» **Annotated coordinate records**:
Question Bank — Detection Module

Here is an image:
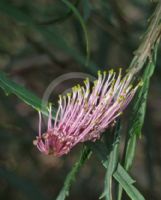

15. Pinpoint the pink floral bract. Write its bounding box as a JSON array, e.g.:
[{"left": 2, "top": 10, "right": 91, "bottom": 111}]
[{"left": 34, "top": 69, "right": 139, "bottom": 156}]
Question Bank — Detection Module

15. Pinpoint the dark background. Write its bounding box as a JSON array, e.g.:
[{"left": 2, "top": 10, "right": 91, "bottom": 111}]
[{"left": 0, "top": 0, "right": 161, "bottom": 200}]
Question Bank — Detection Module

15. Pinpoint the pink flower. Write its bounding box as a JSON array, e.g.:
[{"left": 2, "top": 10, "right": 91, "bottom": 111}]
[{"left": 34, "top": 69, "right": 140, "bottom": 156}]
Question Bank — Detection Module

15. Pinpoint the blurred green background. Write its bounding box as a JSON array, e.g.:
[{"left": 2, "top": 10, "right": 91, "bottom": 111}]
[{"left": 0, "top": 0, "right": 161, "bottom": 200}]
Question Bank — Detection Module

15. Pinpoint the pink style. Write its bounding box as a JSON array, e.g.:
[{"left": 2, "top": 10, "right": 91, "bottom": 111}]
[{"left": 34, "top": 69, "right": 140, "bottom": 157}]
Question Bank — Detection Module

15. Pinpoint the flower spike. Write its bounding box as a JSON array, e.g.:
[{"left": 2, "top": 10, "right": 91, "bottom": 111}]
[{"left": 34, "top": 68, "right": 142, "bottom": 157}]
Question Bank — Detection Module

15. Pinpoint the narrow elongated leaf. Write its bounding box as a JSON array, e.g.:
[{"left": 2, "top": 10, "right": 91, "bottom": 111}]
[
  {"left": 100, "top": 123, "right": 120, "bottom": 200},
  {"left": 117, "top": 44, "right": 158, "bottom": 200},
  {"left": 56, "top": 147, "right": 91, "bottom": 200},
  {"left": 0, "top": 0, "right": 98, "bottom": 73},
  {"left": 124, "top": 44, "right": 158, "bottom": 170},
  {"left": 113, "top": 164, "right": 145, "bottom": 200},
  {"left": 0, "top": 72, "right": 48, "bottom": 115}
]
--
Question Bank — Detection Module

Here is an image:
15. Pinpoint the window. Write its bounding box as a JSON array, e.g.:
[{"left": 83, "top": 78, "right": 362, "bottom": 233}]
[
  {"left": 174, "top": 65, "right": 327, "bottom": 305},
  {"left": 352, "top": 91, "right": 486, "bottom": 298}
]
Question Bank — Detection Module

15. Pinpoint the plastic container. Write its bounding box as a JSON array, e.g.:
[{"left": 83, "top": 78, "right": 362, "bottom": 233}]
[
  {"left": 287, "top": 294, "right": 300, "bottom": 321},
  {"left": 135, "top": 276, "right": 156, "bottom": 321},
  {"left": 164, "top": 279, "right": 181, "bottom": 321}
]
* * *
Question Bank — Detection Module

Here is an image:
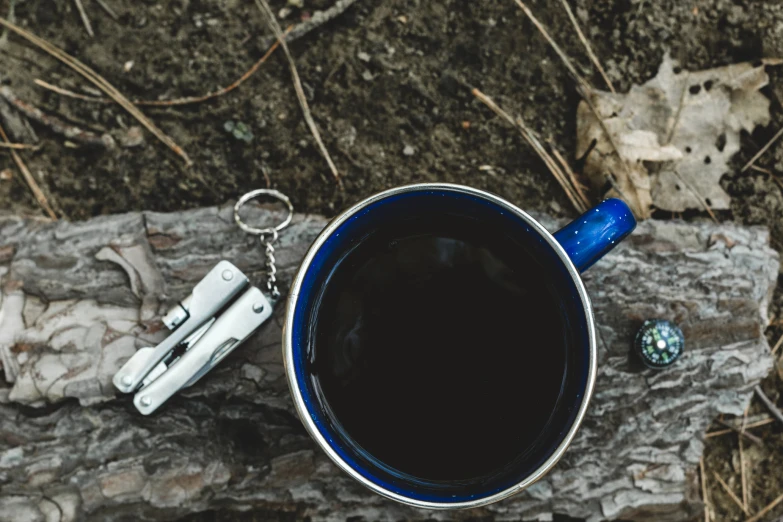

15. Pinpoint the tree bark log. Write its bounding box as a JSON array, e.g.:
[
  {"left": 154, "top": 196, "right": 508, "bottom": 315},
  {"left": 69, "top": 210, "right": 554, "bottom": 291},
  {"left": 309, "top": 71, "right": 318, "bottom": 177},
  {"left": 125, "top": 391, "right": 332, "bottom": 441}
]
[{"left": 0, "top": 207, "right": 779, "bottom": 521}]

» **Exercise task**: Locate every line in the material above that contains the word "background", and copy each of those lines in full.

» **Result**:
15. Pinpoint the dark background. Write its bounding box as a JSON array, e.g.:
15. Pinpoint the blurred green background. Write its bounding box as a JSON array, e.g.:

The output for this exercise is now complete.